• [Work instructions]:
Print every record below exactly as written.

──────────

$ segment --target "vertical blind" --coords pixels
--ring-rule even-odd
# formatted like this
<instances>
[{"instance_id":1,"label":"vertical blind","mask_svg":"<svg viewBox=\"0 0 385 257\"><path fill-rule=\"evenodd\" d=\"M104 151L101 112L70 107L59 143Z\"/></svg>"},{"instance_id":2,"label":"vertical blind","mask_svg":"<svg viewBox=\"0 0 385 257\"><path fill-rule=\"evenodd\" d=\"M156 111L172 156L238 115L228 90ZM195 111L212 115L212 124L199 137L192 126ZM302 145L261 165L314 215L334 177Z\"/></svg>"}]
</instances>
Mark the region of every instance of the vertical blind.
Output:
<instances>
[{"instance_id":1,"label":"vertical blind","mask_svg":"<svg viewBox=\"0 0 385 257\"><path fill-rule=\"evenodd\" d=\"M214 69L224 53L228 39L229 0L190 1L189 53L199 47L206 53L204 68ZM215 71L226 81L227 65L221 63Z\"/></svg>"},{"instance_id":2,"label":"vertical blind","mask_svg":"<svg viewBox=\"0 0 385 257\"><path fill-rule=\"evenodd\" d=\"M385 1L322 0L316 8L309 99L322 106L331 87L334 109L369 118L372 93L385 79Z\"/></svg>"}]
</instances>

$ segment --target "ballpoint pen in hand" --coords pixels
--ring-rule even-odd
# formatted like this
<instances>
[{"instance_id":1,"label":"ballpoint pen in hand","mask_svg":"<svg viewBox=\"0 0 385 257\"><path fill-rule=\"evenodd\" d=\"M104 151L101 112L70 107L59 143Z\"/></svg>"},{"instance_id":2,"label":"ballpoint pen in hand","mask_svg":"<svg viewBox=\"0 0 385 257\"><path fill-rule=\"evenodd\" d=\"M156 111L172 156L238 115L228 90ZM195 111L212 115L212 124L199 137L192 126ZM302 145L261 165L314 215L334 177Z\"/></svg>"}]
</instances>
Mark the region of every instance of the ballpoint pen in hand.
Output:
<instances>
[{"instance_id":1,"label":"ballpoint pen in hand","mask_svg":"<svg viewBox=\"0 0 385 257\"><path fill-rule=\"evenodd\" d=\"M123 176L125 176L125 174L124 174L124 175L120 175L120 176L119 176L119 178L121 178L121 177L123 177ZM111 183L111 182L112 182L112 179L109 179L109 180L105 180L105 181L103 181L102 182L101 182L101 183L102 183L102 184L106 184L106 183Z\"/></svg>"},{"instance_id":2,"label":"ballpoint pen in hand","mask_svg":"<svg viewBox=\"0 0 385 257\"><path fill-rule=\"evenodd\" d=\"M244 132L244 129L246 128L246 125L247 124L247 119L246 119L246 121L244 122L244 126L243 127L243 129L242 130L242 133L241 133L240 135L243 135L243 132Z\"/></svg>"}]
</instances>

──────────

• [Exercise result]:
$ segment --target "vertical blind" --coords pixels
--ring-rule even-odd
# formatted like this
<instances>
[{"instance_id":1,"label":"vertical blind","mask_svg":"<svg viewBox=\"0 0 385 257\"><path fill-rule=\"evenodd\" d=\"M104 151L101 112L70 107L59 143Z\"/></svg>"},{"instance_id":2,"label":"vertical blind","mask_svg":"<svg viewBox=\"0 0 385 257\"><path fill-rule=\"evenodd\" d=\"M156 111L172 156L238 115L228 90ZM195 111L212 115L212 124L199 137L192 126ZM302 145L261 165L314 215L334 177Z\"/></svg>"}]
</instances>
Mark the region of every instance of the vertical blind.
Output:
<instances>
[{"instance_id":1,"label":"vertical blind","mask_svg":"<svg viewBox=\"0 0 385 257\"><path fill-rule=\"evenodd\" d=\"M214 69L224 53L228 39L229 0L190 1L189 53L199 47L206 53L204 68ZM215 71L226 81L227 65L221 63Z\"/></svg>"},{"instance_id":2,"label":"vertical blind","mask_svg":"<svg viewBox=\"0 0 385 257\"><path fill-rule=\"evenodd\" d=\"M385 1L322 0L316 8L309 99L322 106L331 87L334 109L369 118L372 93L385 79Z\"/></svg>"}]
</instances>

$ segment --target "ballpoint pen in hand" --coords pixels
--ring-rule even-odd
# formatted like this
<instances>
[{"instance_id":1,"label":"ballpoint pen in hand","mask_svg":"<svg viewBox=\"0 0 385 257\"><path fill-rule=\"evenodd\" d=\"M104 151L101 112L70 107L59 143Z\"/></svg>"},{"instance_id":2,"label":"ballpoint pen in hand","mask_svg":"<svg viewBox=\"0 0 385 257\"><path fill-rule=\"evenodd\" d=\"M156 111L172 156L238 115L228 90ZM195 111L212 115L212 124L199 137L192 126ZM302 145L261 165L314 215L334 177Z\"/></svg>"}]
</instances>
Mark the region of every instance of the ballpoint pen in hand.
Output:
<instances>
[{"instance_id":1,"label":"ballpoint pen in hand","mask_svg":"<svg viewBox=\"0 0 385 257\"><path fill-rule=\"evenodd\" d=\"M123 176L125 176L125 174L124 174L124 175L120 175L120 176L119 176L119 178L121 178L121 177L123 177ZM111 183L111 182L112 182L112 179L109 179L109 180L105 180L105 181L103 181L102 182L101 182L101 183L102 183L102 184L106 184L106 183Z\"/></svg>"},{"instance_id":2,"label":"ballpoint pen in hand","mask_svg":"<svg viewBox=\"0 0 385 257\"><path fill-rule=\"evenodd\" d=\"M244 132L244 129L246 128L246 125L247 124L247 119L246 119L246 121L244 122L244 126L243 127L243 129L242 130L242 133L241 133L240 135L243 135L243 132Z\"/></svg>"}]
</instances>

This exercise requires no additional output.